» Problem statement
Pull from the listing below each line that contains the string "railing", and copy those lines in full.

......

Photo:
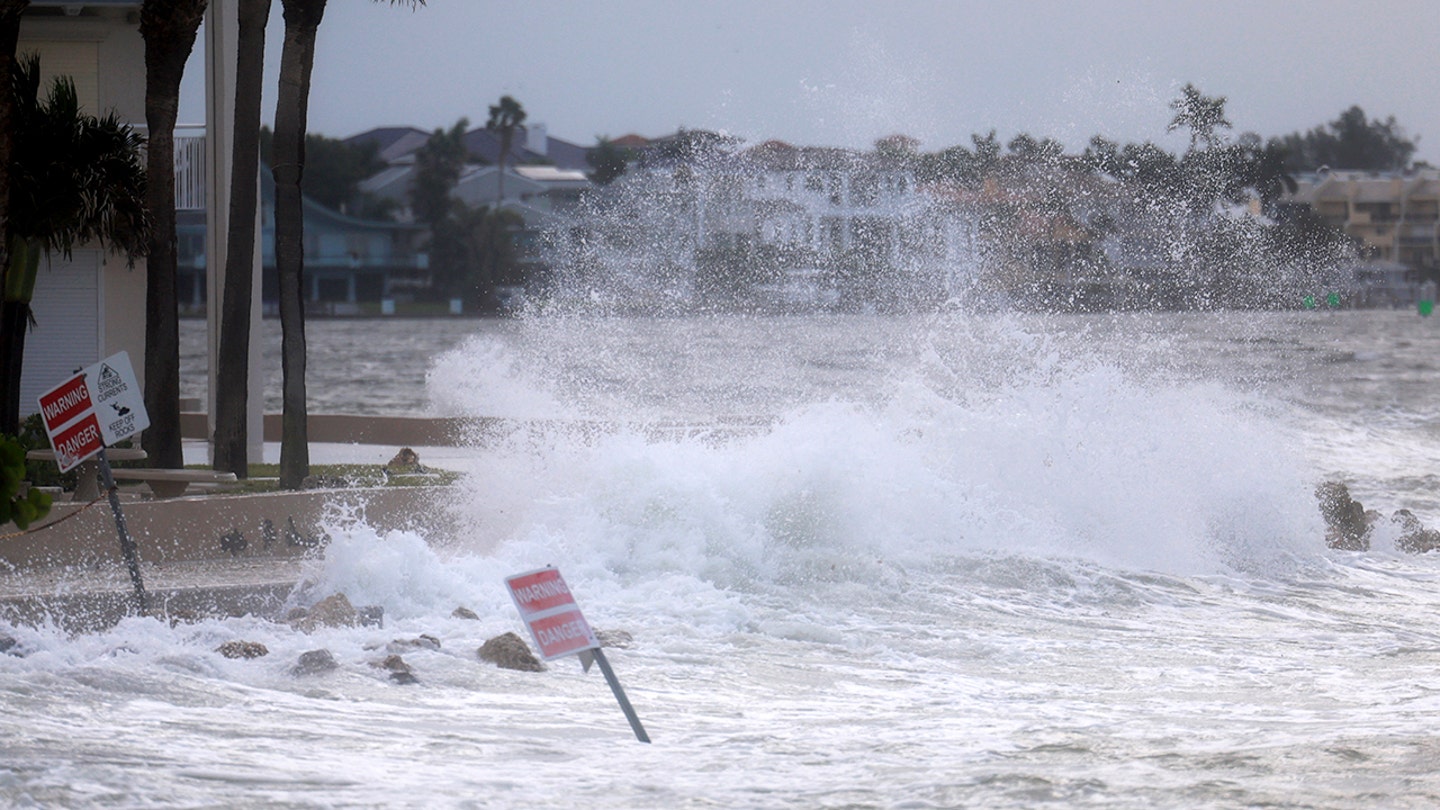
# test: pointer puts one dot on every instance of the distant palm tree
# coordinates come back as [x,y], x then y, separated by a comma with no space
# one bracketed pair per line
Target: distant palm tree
[234,356]
[72,179]
[169,28]
[1201,114]
[504,118]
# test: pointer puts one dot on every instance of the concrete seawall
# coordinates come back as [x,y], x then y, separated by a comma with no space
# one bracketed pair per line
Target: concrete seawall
[202,555]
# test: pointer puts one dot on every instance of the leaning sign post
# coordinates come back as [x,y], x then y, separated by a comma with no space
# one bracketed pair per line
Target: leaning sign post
[100,405]
[558,627]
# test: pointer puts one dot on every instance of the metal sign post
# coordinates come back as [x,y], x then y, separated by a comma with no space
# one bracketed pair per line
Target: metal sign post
[558,627]
[127,544]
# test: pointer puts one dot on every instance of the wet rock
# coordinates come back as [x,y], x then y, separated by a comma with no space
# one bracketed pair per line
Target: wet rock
[510,652]
[242,649]
[405,461]
[1347,523]
[323,483]
[618,639]
[295,539]
[370,616]
[234,542]
[422,643]
[401,672]
[314,662]
[330,611]
[1413,538]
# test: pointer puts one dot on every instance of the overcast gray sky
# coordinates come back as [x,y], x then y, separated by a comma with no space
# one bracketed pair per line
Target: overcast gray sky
[846,72]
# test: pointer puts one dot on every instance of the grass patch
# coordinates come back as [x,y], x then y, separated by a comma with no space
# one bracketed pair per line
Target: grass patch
[265,477]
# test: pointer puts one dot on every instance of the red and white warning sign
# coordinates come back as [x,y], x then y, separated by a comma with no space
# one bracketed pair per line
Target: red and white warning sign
[549,610]
[98,407]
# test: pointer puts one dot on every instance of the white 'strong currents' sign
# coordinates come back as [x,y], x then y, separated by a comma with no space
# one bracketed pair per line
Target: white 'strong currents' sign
[95,408]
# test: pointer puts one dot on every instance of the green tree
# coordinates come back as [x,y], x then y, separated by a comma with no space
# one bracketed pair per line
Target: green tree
[504,118]
[1351,141]
[438,166]
[234,355]
[74,177]
[10,12]
[334,170]
[1201,114]
[169,29]
[13,506]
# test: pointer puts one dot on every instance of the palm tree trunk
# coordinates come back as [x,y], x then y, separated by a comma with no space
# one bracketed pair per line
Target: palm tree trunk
[15,313]
[232,378]
[13,317]
[169,29]
[291,104]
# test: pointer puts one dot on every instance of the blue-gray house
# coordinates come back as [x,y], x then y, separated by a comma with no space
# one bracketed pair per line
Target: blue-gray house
[347,260]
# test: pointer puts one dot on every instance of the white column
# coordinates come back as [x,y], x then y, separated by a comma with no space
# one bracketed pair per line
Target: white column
[221,45]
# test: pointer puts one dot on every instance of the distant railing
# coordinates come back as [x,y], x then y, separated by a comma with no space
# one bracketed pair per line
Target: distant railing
[189,167]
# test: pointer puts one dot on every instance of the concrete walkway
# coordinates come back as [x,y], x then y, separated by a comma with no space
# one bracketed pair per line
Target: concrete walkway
[202,555]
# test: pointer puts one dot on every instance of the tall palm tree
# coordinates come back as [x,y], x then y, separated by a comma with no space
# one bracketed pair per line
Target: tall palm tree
[504,118]
[10,12]
[232,372]
[297,58]
[72,177]
[169,28]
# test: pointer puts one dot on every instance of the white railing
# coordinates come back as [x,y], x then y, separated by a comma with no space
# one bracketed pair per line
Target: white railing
[189,167]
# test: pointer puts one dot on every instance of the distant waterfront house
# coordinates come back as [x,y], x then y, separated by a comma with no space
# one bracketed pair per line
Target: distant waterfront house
[532,146]
[545,176]
[347,261]
[699,214]
[1396,216]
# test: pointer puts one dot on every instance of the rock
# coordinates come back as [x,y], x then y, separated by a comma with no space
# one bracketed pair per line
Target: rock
[405,461]
[242,649]
[370,616]
[314,662]
[399,670]
[234,542]
[1347,522]
[1413,538]
[422,643]
[618,639]
[323,483]
[330,611]
[510,652]
[295,539]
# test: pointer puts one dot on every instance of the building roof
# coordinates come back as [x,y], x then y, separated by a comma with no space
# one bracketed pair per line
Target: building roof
[396,143]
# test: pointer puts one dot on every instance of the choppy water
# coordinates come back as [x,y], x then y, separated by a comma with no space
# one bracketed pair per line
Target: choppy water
[949,562]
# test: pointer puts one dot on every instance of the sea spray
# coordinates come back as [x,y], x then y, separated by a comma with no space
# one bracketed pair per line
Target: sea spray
[1013,443]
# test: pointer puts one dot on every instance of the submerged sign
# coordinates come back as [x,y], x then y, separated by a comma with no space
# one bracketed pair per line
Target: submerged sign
[98,407]
[549,610]
[555,621]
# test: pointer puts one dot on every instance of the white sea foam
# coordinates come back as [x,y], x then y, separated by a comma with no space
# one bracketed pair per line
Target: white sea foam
[992,565]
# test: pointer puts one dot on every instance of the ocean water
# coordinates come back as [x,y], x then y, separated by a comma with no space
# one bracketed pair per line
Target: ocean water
[943,561]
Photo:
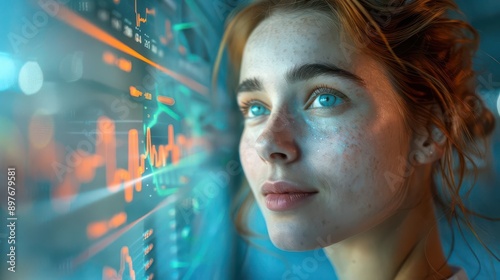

......

» Output of the task
# test: pointer puts one dot on every instance of the distant railing
Target: distant railing
# test: pointer puts one dot on every instance of the white railing
Target: white railing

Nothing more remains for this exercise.